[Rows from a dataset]
....................
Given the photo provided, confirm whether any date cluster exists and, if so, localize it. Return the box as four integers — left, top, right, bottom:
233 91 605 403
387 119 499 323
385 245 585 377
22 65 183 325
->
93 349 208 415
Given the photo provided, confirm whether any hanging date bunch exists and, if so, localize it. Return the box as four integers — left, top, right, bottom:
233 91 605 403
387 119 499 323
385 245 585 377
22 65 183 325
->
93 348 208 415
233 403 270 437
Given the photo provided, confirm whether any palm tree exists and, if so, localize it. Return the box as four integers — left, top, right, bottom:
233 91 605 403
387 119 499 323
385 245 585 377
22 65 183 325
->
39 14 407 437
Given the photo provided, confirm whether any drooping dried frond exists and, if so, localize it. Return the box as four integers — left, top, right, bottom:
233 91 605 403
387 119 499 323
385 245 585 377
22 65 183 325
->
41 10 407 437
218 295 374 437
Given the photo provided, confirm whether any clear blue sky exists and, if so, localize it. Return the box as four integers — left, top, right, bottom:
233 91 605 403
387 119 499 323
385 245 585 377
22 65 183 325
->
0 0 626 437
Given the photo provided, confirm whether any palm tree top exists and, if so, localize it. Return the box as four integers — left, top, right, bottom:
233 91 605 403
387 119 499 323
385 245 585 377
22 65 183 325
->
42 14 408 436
....................
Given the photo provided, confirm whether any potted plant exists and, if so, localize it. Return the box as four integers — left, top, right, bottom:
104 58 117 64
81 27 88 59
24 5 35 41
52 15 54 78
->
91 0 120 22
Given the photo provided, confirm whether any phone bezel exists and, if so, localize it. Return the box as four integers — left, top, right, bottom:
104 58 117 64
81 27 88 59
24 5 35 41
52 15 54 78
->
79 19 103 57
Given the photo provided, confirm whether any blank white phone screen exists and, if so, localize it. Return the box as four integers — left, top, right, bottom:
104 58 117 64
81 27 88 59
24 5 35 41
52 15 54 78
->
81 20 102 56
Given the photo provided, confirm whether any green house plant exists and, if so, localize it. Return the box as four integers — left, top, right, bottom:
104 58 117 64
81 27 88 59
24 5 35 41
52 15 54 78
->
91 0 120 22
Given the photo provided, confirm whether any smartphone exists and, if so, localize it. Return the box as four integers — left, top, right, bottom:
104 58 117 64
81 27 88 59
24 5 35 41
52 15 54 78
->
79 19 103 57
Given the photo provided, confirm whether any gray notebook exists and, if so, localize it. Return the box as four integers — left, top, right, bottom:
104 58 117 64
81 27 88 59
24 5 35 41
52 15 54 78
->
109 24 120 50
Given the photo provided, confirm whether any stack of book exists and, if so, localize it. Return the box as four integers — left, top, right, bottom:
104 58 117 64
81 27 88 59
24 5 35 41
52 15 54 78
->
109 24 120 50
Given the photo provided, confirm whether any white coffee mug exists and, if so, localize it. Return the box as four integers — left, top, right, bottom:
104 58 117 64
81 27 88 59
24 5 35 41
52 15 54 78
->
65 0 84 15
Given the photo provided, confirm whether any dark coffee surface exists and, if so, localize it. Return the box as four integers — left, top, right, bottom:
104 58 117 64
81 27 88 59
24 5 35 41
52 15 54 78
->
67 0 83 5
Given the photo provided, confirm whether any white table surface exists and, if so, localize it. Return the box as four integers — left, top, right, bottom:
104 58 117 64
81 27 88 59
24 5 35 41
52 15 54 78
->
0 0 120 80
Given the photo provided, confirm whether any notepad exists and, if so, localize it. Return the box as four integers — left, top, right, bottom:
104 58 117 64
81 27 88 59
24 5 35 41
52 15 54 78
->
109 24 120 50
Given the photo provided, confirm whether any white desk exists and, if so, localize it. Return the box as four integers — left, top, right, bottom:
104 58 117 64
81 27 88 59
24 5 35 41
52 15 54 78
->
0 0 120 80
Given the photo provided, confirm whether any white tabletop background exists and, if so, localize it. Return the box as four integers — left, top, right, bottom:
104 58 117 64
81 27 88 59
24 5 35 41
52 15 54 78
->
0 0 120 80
....................
• [Required work] Can you rewrite the stretch of the data above, from the line containing "Given the photo provided, confirm whether any date" through the line containing "42 14 408 436", as a numbered list with blank lines left out?

• [The output]
1. Given the photo provided, confirm whether any date cluster exists and, if so, localize it. Return the box as four integers — left, top, right, bottom:
2. 233 91 605 403
3. 387 119 499 323
4. 385 245 585 377
5. 22 65 183 325
6. ->
7. 93 349 208 415
8. Given the photo provided, confirm whether any hanging date bunch exists and, if so, localize it. Return the box as four integers — left, top, right, bottom:
9. 233 91 605 403
10. 387 119 499 323
11. 385 245 585 377
12. 22 65 183 325
13. ->
14. 93 348 208 415
15. 233 403 270 437
16. Given the photo provided, confirm whether any palm tree exists and, if so, localize it. Return the box as four integers — left, top, right, bottom:
17. 233 91 605 403
18. 387 119 499 323
19. 385 245 585 377
20. 22 65 183 325
21. ->
22. 39 14 407 437
23. Given the photo provided, confirm whether any drooping dried frond exists and, if so, localize it. Return the box as four integers — left, top, right, bottom:
24. 233 91 605 403
25. 387 119 499 323
26. 385 245 585 377
27. 22 65 183 325
28. ->
29. 41 10 407 437
30. 218 295 374 437
31. Given the photo provided, confirm whether any clear blue sky exists and, if so, localize it. Return the box as four integers — left, top, right, bottom:
32. 233 91 605 403
33. 387 119 499 323
34. 385 245 585 377
35. 22 65 183 325
36. ->
37. 0 0 626 437
38. Given the photo provided, confirm whether any palm tree top exists and, if so, localize it. Return the box as four integers — left, top, right, bottom:
39. 233 91 605 403
40. 387 119 499 323
41. 385 245 585 377
42. 22 65 183 325
43. ->
44. 42 14 408 436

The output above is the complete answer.